### Prompt
Below are the records. List every line holding the word "backrest".

### Records for the task
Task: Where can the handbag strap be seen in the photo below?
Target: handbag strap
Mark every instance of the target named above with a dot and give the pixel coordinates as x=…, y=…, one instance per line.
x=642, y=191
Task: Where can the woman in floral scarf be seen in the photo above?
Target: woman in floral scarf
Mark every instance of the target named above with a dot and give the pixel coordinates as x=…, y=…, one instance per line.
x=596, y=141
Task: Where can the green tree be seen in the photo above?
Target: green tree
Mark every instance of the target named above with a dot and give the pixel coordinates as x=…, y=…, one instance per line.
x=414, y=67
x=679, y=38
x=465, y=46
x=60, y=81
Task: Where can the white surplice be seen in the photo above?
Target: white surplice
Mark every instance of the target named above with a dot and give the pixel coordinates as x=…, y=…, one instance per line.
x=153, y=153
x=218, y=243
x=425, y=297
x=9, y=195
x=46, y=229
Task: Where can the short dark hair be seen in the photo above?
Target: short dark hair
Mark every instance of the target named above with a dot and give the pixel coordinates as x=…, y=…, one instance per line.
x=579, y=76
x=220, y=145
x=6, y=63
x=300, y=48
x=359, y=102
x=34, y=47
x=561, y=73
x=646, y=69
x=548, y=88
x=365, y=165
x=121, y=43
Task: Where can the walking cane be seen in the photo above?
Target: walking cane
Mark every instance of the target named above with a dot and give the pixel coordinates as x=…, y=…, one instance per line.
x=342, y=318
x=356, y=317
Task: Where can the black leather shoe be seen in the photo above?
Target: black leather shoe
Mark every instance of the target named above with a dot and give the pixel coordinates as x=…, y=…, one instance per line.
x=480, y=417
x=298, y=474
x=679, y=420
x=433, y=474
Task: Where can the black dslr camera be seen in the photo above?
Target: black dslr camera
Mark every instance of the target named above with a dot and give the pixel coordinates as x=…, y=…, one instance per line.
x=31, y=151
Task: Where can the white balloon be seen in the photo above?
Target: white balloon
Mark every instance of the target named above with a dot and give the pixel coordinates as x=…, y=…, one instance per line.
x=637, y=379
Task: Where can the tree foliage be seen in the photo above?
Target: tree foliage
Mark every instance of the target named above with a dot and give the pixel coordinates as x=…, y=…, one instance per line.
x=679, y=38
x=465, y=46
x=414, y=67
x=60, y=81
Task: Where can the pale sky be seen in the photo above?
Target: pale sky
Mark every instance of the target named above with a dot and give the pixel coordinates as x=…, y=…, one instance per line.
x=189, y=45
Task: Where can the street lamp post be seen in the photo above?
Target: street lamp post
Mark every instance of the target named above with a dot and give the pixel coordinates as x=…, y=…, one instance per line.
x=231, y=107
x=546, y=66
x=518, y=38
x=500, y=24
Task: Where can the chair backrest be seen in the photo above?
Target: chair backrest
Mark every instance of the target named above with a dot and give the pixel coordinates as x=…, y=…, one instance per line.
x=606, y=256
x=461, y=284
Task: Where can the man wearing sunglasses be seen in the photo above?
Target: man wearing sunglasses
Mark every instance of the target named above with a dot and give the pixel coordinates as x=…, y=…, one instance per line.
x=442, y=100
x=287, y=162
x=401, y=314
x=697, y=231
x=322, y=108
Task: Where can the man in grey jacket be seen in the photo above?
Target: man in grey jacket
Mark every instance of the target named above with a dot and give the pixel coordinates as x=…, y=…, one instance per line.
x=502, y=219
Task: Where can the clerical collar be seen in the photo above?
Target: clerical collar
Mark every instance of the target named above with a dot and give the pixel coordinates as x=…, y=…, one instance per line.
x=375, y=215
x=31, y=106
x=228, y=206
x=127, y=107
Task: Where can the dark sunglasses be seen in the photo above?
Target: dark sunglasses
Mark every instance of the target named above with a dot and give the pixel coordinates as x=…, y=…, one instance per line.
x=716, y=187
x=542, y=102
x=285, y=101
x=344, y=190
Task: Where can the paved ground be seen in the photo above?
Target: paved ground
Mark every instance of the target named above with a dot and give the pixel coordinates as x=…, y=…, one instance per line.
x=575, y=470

### Task solution
Task: Where can the chair backrest be seen in the photo above?
Target: chair backrest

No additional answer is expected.